■ AVAILABLE DATA

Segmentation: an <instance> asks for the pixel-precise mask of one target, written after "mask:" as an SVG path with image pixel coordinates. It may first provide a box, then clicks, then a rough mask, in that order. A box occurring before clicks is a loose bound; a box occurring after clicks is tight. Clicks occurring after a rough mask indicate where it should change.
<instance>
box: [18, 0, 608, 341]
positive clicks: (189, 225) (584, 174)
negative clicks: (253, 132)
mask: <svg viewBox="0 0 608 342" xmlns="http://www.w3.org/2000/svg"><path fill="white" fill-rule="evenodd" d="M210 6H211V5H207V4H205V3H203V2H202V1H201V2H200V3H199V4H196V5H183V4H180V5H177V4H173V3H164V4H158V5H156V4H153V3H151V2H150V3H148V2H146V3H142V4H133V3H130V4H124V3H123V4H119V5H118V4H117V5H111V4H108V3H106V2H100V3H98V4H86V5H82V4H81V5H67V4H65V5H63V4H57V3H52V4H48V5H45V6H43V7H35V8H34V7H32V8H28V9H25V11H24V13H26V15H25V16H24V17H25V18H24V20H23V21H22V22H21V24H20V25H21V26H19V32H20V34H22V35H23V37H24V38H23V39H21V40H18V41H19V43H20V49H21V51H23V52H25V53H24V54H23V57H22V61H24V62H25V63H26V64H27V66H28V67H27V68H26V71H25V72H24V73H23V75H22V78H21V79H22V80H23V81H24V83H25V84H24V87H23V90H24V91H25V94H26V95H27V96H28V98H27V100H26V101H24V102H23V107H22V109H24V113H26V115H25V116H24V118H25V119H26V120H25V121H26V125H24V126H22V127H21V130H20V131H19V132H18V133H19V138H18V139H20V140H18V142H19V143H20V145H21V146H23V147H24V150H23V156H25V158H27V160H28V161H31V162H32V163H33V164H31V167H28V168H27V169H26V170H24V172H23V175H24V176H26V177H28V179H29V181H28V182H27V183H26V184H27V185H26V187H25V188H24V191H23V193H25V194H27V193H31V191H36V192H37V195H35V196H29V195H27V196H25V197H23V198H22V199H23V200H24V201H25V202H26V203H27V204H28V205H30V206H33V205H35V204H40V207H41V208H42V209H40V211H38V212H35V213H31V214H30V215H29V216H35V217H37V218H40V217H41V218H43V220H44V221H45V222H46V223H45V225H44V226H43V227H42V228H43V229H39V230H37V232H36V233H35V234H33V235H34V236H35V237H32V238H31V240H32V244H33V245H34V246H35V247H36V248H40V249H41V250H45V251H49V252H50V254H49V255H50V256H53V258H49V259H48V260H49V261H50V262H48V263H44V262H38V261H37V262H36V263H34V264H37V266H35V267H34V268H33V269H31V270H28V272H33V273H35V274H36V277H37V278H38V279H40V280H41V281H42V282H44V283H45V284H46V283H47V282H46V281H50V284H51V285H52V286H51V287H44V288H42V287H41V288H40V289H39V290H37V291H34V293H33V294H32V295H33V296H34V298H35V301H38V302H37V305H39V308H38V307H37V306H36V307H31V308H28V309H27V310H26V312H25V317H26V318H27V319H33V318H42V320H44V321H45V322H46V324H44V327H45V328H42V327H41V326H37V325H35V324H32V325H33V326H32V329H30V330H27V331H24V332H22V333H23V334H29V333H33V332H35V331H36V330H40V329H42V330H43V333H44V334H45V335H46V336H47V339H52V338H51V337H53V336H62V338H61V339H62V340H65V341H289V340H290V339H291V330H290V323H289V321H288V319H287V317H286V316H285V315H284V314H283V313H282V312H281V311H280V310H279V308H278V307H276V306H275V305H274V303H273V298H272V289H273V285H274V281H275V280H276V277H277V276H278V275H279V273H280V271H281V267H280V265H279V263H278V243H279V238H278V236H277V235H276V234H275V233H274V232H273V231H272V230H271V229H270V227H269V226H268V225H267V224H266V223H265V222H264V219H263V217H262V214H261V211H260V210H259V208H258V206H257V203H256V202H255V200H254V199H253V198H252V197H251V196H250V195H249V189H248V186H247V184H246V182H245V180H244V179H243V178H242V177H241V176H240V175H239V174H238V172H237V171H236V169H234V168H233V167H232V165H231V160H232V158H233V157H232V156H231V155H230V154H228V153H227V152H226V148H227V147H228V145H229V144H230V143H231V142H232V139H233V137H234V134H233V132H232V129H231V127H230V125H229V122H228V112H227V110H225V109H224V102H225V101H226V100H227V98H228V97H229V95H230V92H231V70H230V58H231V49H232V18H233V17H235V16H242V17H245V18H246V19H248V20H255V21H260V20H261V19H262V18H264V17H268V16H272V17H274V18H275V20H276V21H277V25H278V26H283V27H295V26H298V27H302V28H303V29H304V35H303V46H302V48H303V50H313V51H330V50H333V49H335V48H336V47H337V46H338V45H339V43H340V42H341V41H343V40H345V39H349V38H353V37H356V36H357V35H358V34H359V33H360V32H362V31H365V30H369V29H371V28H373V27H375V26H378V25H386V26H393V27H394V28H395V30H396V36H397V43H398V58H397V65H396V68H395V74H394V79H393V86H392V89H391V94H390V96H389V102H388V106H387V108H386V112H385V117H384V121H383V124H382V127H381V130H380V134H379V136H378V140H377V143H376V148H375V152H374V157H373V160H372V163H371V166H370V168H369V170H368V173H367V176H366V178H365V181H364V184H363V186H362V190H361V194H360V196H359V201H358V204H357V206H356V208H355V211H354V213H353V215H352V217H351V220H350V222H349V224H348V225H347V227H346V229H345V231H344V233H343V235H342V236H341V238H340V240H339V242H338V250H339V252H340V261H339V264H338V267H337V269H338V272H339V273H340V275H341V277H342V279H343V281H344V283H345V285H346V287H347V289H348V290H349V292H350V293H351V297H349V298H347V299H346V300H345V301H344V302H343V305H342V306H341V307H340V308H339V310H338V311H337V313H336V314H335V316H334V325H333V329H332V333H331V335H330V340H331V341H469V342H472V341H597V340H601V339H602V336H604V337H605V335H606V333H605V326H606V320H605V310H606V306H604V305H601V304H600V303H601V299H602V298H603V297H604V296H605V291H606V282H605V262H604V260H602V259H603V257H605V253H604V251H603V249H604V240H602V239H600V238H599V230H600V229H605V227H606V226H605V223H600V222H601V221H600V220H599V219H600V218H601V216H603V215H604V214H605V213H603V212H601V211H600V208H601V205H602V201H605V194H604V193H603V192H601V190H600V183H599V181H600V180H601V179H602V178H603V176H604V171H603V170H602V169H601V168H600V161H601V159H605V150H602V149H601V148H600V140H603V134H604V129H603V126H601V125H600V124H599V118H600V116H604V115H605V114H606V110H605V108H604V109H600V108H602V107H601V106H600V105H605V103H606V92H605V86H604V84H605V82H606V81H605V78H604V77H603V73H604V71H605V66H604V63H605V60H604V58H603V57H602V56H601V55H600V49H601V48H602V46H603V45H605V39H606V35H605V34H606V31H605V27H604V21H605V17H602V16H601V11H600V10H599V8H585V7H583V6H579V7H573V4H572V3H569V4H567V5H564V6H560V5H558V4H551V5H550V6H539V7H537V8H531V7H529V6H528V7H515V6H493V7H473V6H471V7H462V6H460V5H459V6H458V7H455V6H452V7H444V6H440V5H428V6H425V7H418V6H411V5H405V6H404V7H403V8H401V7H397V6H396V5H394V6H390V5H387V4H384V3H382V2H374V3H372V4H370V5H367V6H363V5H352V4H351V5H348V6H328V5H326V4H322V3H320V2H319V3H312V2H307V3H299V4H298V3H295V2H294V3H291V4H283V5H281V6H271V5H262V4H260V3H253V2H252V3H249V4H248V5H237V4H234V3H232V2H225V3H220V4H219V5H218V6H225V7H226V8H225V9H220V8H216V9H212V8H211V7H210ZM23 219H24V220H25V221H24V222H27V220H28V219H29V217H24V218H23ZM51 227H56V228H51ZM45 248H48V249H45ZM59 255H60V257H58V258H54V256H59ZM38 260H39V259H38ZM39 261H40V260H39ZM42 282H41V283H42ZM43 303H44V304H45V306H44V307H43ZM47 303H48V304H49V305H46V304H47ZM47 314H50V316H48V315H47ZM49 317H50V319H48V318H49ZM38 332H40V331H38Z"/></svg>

■ YOUR TASK
Switch "pixel-precise" to "pixel-accurate" in the lines from the first line through the line containing "negative clicks: (253, 132)", and give those lines again with nothing else changed.

■ SOLVED PROBLEM
Segmentation: an <instance> asks for the pixel-accurate mask of one target, written after "mask:" as an SVG path with image pixel coordinates. It may first provide a box, then clicks, then a rough mask, in that order. A box occurring before clicks is a loose bound; a box occurring after clicks is tight. Clicks occurring after a rough mask indicate where it should change.
<instance>
box: [18, 0, 608, 341]
positive clicks: (189, 225) (584, 174)
negative clicks: (253, 132)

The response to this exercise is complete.